- FRAGMENTO:
___

ELENA MARQUÉS | No hace mucho hablaba con unos amigos sobre la infancia. Lo sobrevalorada que está. Su «obligada e inevitable» relación con el paraíso. Como si fueran términos equivalentes. Cada uno tiene una anécdota que tumba esa idea de la felicidad unida a la inocencia. Desde luego, el colegio no fue agradable para mí, aunque mi madre se empeñe en crearme su recuerdo. Y el futuro no era ni siquiera un esbozo, sino una maldición bíblica llena de obligaciones que había que cumplir.
En eso continuamos.

___

- LO QUE SE PIDE:
1. Responde estas preguntas sobre el texto de la infancia:
(a) ¿De qué tema se hablaba con unos amigos?
(b) ¿Qué lugar se dice que no fue agradable?
(c) ¿Qué era el futuro en vez de un esbozo?
2. Prosigue el texto sobre la infancia a partir de donde termina.

___

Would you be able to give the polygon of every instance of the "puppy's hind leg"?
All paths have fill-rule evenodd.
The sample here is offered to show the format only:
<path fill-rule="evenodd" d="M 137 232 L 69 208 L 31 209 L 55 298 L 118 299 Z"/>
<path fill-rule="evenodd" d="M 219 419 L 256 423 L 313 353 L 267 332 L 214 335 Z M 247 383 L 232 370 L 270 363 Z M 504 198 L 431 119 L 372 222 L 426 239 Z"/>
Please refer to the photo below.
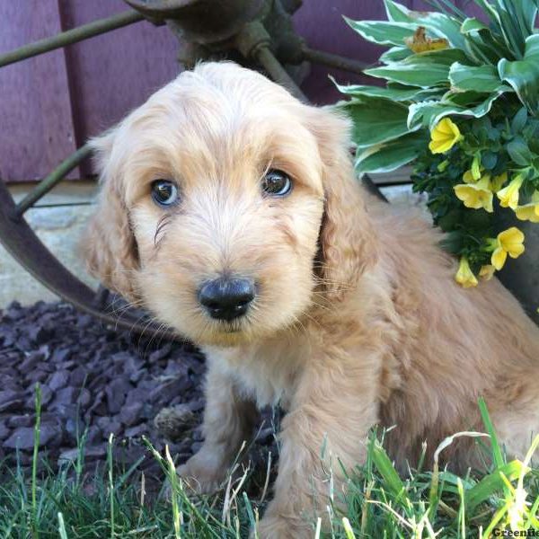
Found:
<path fill-rule="evenodd" d="M 534 438 L 539 436 L 539 393 L 535 396 L 521 395 L 491 416 L 508 459 L 524 460 Z M 533 455 L 532 463 L 539 464 L 539 450 Z"/>
<path fill-rule="evenodd" d="M 242 443 L 251 436 L 257 414 L 254 402 L 238 394 L 234 380 L 209 363 L 205 439 L 199 452 L 177 469 L 191 489 L 208 493 L 219 488 Z"/>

___

- TAREAS RESUELTAS:
1.
(a) De la infancia.
(b) El colegio.
(c) Una maldición bíblica llena de obligaciones que había que cumplir.

2.
Leer este libro primerizo del poeta griego Yannis Ritsos, rescatado por Acantilado y la traductora Selma Ancira, resulta una experiencia casi religiosa, y quizás necesaria para quienes sospechamos que la infancia es solo un mito. Aunque en estos momentos no nos importaría volver a ella y comprobarlo. En su título, glosado del bardo de Avon, se recoge una vivencia de la naturaleza y de la luz que te reconcilia con ese mundo idealizado de juegos y cantos, tan útil en su aparente inutilidad («y nosotros nos quedamos todavía un rato juntando estrellas en el camino para que nuestra madre se convenza de que también nosotros hicimos algo y que no fue en vano su preocupación ni nuestro día»), con el edénico entorno de la infancia que a algunos nos trae un sabor agridulce y que quizás, en la literatura, exista.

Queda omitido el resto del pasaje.